→ **Page extract**
╭──
Let's say I test for sulfites and go through all that to make sure I have the proper amount to age...yada, yada. Is it beneficial to have as low a level of sulfites as possible? Again, according to instructions, the added sulfites do not affect the wine's taste. If I don't have a sulfite alergy, would it not be prudent to make the addition, to be on the safe side?


----------



## masta

Sorry I missed this question.....Yes it would be prudent to make the addition of added sulfites to bring it to the proper level as indicated in the instructions.Protecting your wine is critical for aging long term.


I believe even with making this addition the sulfite level will be much lower than most commercial wines. I need to buy a few bottles and test to confirm this.....buy wine from the store...man I hate that!






Look for an article on sulfites in the upcoming newsletter for a fairly detail explanation of sulfites in wine making. I am hoping this will help to educate all of us...I know I have learned lots writing it.


----------



## Vaughn

Thanks Masta for the help. I also stopped by George's place on Saturday and got some insight on the matter. I ended up purchasing some sulfite additive and I just mixed it into my Pinot Noir last night at the de-gassing stage. 


Wow! I'm learning a lot of practical chemistry here. Next, we'll tackle the Ph issue when creating fruit wines and meads.


I have to tell you guys an interesting thing that happened this weekend. I have been remodeling my 40 year old home in my spare time and Saturday night I was working on a small set of stairs that lead from my entry way to the first landing (about 6 steps). I plan to pull up the carpet that is on them and replace it with some nice stained wood. So, as I'm pulling up carpet, I notice that the top step is loose. Upon closer inspection, I found that the top two steps were part of a hinged unit that swung up to give access to the dead space below the stairs. There's even a light in it. We had no idea that this storage space even existed! And we've been living in this house for 3 years!
╰──
→ **Given request**
Answer these questions from the forum thread on sulfites:
1. What does masta say will appear in the upcoming newsletter?
2. At what stage did Vaughn mix the sulfite additive into his Pinot Noir?
3. How long has Vaughn been living in the house he is remodeling?
The material that comes after has no connection to the forum thread on sulfites.

→ **Dataset extract**
╭──
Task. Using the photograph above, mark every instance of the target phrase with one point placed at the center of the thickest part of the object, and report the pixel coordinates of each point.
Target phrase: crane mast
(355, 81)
╰──
→ **Written solution**
1. An article on sulfites, giving a fairly detailed explanation of sulfites in wine making.
2. At the de-gassing stage.
3. Three years.